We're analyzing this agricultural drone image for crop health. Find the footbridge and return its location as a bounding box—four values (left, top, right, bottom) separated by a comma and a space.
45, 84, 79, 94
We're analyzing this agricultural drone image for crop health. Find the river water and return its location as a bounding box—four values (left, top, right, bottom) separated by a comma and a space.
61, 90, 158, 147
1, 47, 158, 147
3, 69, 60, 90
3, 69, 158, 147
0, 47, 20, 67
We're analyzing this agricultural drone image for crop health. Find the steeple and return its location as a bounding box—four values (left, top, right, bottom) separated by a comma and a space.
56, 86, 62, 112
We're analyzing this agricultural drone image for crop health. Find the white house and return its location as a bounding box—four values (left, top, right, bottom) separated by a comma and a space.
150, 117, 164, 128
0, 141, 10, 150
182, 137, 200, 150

**Required action:** Return only what runs from the line containing "Find the steeple" to the last line of the records above, both ends included, exactly as written.

**Answer to this problem:**
We're analyzing this agricultural drone image for crop health. Find the steeple and return its location as a bounding box—four values (left, top, right, bottom) separated by a comma and a space.
56, 86, 62, 112
We're analyzing this agricultural drone image for crop health. Find the white house and return its location as a bounding box—four values (left, top, right, bottom) separated by a comma and a space.
150, 117, 164, 128
0, 141, 10, 150
182, 137, 200, 150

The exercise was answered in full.